Historic house in Alabama, United States

The Henry D. Clayton House is a historic plantation house in Clayton, Alabama, United States, most notable as the birthplace and childhood home of Henry De Lamar Clayton, Jr. (1857–1929), a legislator and judge. Clayton came to prominence while serving in the United States Congress as the author of the Clayton Antitrust Act of 1914. This act prohibited particular types of conduct deemed not to be in the best interest of a competitive market. He was appointed a Federal District Judge in 1914, where he became recognized as an advocate for judicial reform. The house was built by his father, Confederate General Henry DeLamar Clayton, Sr. It was declared a National Historic Landmark on December 8, 1976.

▶ **Study material**:
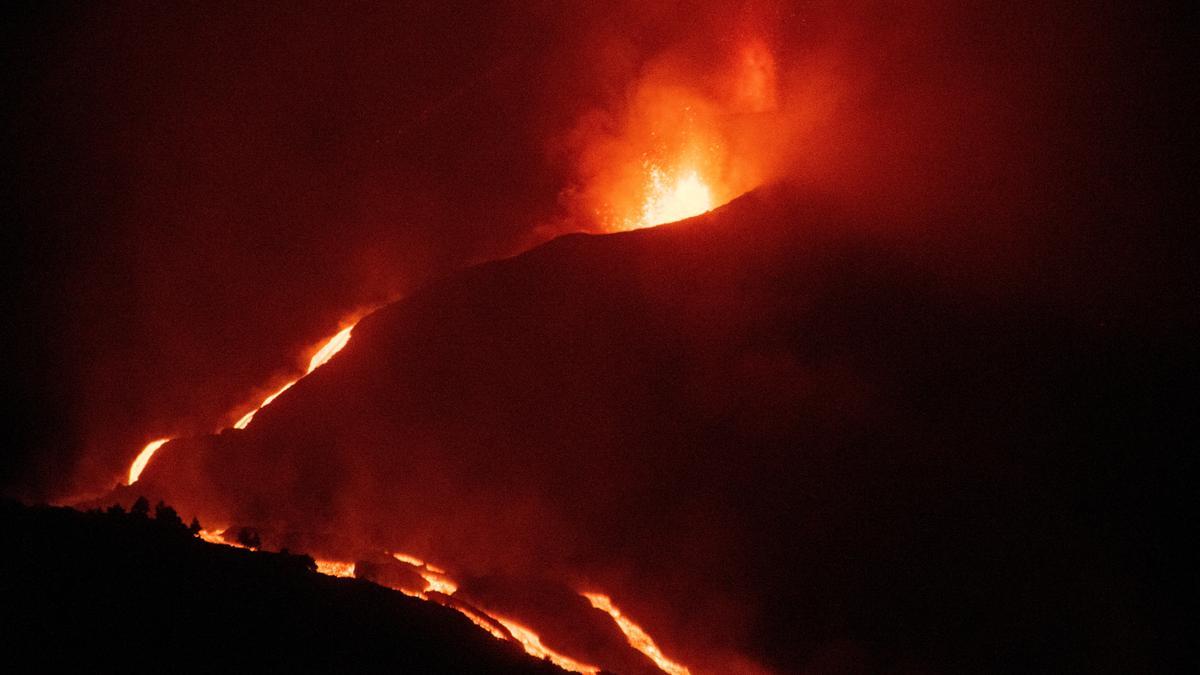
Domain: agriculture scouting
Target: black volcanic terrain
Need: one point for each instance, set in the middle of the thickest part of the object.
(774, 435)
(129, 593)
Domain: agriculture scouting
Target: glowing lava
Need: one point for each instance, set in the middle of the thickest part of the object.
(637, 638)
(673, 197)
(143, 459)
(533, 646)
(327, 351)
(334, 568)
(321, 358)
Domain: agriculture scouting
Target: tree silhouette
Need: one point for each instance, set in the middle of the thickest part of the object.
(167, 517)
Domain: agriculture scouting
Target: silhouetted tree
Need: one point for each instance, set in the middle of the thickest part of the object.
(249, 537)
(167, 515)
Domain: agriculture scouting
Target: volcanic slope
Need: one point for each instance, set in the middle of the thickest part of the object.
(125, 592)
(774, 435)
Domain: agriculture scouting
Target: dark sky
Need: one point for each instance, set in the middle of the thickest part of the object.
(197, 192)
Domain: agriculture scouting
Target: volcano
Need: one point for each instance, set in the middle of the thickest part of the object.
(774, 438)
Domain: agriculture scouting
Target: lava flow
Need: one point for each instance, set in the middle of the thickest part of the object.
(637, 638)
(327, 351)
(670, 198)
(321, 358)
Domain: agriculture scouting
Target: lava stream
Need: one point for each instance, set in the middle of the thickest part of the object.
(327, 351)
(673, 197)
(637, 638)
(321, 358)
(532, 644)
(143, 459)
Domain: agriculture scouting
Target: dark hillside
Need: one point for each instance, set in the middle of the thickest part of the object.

▶ **What is expected**:
According to the text on the Henry D. Clayton House, on what date was the house declared a National Historic Landmark?

▶ **Answer to this task**:
December 8, 1976